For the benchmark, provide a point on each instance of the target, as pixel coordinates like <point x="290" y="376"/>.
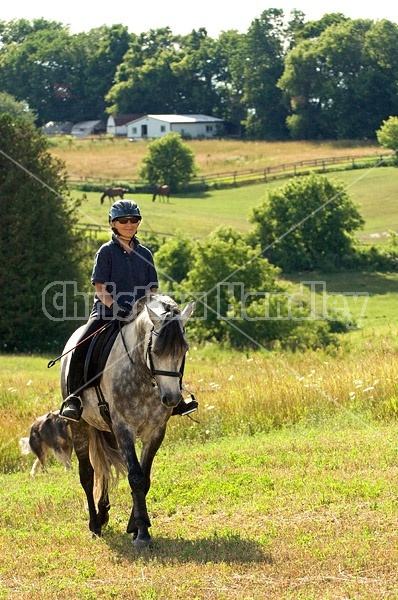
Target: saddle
<point x="98" y="352"/>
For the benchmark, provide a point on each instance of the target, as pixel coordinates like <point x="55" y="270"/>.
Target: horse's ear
<point x="156" y="319"/>
<point x="187" y="312"/>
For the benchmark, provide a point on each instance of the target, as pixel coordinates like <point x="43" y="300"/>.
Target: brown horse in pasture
<point x="163" y="191"/>
<point x="113" y="193"/>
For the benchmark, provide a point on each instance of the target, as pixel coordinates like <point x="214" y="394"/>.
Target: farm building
<point x="57" y="127"/>
<point x="117" y="124"/>
<point x="84" y="128"/>
<point x="155" y="126"/>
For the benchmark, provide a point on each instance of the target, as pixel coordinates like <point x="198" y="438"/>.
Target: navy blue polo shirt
<point x="127" y="276"/>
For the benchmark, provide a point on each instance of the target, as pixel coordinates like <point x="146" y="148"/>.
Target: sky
<point x="182" y="15"/>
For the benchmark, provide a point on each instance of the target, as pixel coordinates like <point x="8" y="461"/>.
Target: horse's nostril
<point x="170" y="401"/>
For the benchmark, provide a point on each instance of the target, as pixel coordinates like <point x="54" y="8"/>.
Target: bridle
<point x="159" y="371"/>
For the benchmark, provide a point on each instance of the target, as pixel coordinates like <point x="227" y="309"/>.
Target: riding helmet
<point x="124" y="208"/>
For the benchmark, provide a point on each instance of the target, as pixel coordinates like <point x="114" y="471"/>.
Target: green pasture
<point x="374" y="190"/>
<point x="283" y="487"/>
<point x="293" y="514"/>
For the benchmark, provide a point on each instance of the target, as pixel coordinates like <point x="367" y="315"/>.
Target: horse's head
<point x="167" y="346"/>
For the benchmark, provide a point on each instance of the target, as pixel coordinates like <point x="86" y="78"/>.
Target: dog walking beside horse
<point x="50" y="432"/>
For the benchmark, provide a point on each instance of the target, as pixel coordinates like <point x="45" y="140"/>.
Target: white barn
<point x="85" y="128"/>
<point x="117" y="124"/>
<point x="156" y="126"/>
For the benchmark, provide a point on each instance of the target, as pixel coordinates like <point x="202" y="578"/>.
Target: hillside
<point x="110" y="160"/>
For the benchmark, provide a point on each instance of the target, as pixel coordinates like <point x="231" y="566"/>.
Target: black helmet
<point x="124" y="208"/>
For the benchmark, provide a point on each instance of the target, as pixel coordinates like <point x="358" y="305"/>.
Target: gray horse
<point x="141" y="383"/>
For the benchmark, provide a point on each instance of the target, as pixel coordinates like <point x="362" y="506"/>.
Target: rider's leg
<point x="72" y="408"/>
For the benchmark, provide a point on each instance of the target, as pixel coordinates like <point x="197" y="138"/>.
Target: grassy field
<point x="374" y="190"/>
<point x="285" y="488"/>
<point x="295" y="514"/>
<point x="114" y="160"/>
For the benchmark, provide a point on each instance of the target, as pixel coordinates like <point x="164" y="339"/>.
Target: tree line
<point x="285" y="78"/>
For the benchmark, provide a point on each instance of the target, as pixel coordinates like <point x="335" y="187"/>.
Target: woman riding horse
<point x="123" y="272"/>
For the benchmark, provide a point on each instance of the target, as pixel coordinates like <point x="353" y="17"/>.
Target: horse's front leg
<point x="141" y="537"/>
<point x="139" y="521"/>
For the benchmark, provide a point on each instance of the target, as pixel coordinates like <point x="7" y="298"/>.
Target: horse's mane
<point x="170" y="338"/>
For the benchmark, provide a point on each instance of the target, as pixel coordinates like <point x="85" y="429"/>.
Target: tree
<point x="18" y="110"/>
<point x="225" y="268"/>
<point x="174" y="260"/>
<point x="169" y="161"/>
<point x="239" y="300"/>
<point x="387" y="135"/>
<point x="42" y="256"/>
<point x="341" y="83"/>
<point x="263" y="68"/>
<point x="307" y="224"/>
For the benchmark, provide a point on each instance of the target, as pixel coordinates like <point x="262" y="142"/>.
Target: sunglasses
<point x="124" y="220"/>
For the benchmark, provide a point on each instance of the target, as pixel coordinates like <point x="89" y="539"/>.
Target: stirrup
<point x="185" y="408"/>
<point x="71" y="408"/>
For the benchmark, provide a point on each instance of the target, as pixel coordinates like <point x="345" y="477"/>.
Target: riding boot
<point x="185" y="408"/>
<point x="71" y="408"/>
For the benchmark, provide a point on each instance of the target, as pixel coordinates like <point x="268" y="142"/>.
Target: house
<point x="57" y="127"/>
<point x="85" y="128"/>
<point x="117" y="124"/>
<point x="190" y="126"/>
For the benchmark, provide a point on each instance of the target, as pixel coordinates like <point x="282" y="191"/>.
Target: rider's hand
<point x="121" y="311"/>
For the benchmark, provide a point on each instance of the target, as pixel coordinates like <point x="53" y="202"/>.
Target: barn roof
<point x="183" y="118"/>
<point x="122" y="119"/>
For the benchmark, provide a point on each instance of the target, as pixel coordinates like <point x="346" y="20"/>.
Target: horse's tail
<point x="24" y="446"/>
<point x="104" y="455"/>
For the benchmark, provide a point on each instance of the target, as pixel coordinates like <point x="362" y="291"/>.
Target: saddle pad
<point x="98" y="353"/>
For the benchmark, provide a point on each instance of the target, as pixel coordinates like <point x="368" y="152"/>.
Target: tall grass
<point x="238" y="393"/>
<point x="119" y="159"/>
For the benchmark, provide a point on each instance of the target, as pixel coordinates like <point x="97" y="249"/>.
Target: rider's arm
<point x="103" y="294"/>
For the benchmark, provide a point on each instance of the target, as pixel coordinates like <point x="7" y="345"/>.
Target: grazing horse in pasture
<point x="163" y="191"/>
<point x="48" y="432"/>
<point x="138" y="388"/>
<point x="113" y="193"/>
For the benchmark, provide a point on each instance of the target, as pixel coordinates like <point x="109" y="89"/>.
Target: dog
<point x="49" y="432"/>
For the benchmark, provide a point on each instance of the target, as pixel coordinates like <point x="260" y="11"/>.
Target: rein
<point x="150" y="360"/>
<point x="157" y="371"/>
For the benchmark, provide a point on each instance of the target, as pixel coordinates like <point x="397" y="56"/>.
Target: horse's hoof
<point x="142" y="542"/>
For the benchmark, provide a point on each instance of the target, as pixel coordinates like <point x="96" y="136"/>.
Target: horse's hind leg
<point x="86" y="474"/>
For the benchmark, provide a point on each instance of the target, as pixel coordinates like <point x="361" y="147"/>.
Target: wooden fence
<point x="250" y="176"/>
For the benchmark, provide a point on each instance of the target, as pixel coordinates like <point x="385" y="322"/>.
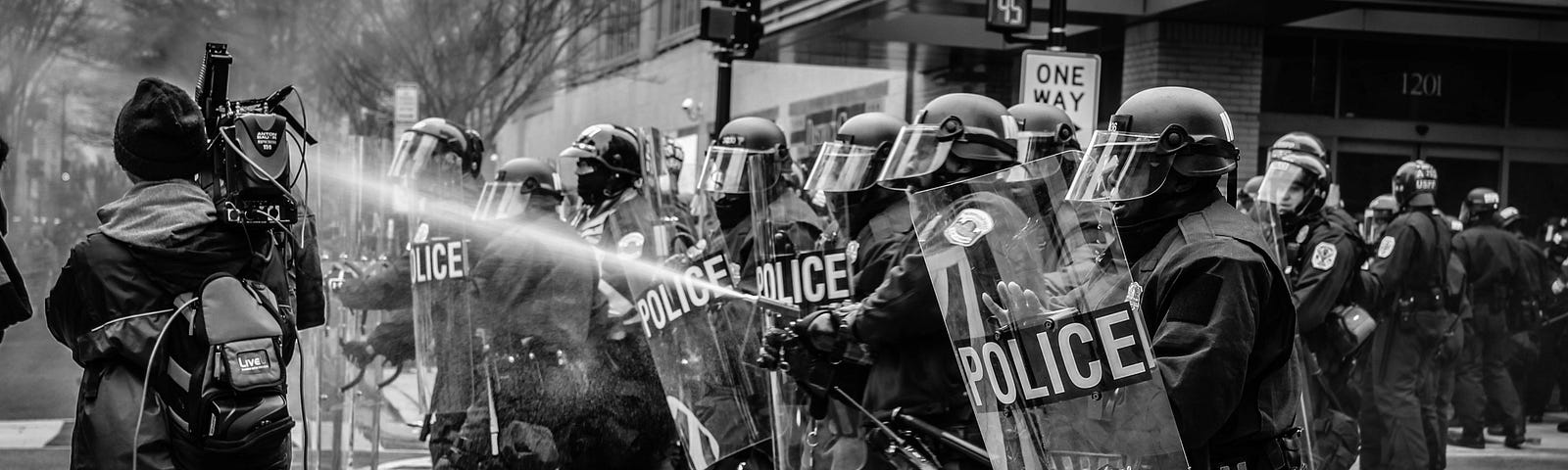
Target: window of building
<point x="678" y="20"/>
<point x="1536" y="188"/>
<point x="1424" y="82"/>
<point x="1300" y="74"/>
<point x="1364" y="176"/>
<point x="1539" y="88"/>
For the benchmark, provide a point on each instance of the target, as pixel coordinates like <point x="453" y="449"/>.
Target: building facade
<point x="1473" y="86"/>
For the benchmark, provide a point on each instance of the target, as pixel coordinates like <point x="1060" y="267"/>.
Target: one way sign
<point x="1065" y="80"/>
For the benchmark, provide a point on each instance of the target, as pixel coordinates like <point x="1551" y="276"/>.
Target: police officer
<point x="874" y="218"/>
<point x="869" y="223"/>
<point x="1222" y="310"/>
<point x="1533" y="376"/>
<point x="1405" y="289"/>
<point x="551" y="397"/>
<point x="1380" y="211"/>
<point x="1494" y="278"/>
<point x="436" y="166"/>
<point x="616" y="216"/>
<point x="1324" y="251"/>
<point x="752" y="161"/>
<point x="901" y="321"/>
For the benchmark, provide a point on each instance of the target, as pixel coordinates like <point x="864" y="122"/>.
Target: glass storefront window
<point x="1424" y="82"/>
<point x="1539" y="88"/>
<point x="1536" y="188"/>
<point x="1366" y="176"/>
<point x="1457" y="176"/>
<point x="1298" y="72"/>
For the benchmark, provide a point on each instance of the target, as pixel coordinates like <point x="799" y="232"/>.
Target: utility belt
<point x="1427" y="315"/>
<point x="1278" y="453"/>
<point x="1419" y="300"/>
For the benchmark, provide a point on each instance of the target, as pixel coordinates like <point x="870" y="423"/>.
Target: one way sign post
<point x="1065" y="80"/>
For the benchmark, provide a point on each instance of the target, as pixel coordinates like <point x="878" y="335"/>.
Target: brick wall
<point x="1225" y="62"/>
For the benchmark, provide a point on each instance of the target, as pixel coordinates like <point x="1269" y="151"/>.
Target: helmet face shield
<point x="1120" y="166"/>
<point x="729" y="171"/>
<point x="415" y="153"/>
<point x="919" y="151"/>
<point x="1037" y="145"/>
<point x="501" y="200"/>
<point x="1277" y="184"/>
<point x="843" y="168"/>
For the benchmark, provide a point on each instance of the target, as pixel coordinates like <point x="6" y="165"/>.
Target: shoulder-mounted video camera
<point x="248" y="143"/>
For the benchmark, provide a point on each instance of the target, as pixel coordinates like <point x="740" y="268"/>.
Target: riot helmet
<point x="1152" y="133"/>
<point x="1045" y="130"/>
<point x="1415" y="184"/>
<point x="1296" y="184"/>
<point x="516" y="182"/>
<point x="1509" y="218"/>
<point x="745" y="146"/>
<point x="855" y="157"/>
<point x="1556" y="237"/>
<point x="969" y="127"/>
<point x="1379" y="213"/>
<point x="609" y="162"/>
<point x="435" y="157"/>
<point x="1298" y="143"/>
<point x="1481" y="208"/>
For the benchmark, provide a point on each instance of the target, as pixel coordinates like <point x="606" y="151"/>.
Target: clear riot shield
<point x="703" y="344"/>
<point x="789" y="268"/>
<point x="1045" y="323"/>
<point x="1274" y="195"/>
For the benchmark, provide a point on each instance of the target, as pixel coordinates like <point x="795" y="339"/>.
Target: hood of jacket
<point x="172" y="229"/>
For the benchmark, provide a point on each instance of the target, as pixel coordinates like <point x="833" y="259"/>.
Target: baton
<point x="963" y="446"/>
<point x="1554" y="320"/>
<point x="898" y="443"/>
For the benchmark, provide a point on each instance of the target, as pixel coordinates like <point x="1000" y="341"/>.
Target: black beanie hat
<point x="161" y="133"/>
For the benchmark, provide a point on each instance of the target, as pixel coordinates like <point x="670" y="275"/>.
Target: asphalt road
<point x="38" y="389"/>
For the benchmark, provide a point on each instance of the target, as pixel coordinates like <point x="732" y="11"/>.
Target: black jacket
<point x="99" y="309"/>
<point x="15" y="306"/>
<point x="1410" y="258"/>
<point x="1225" y="326"/>
<point x="1492" y="263"/>
<point x="1324" y="256"/>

▶ GOAL:
Count the lines in the data above that contain the string "helmet". Give only the number.

▶ TASK RESPONSE:
4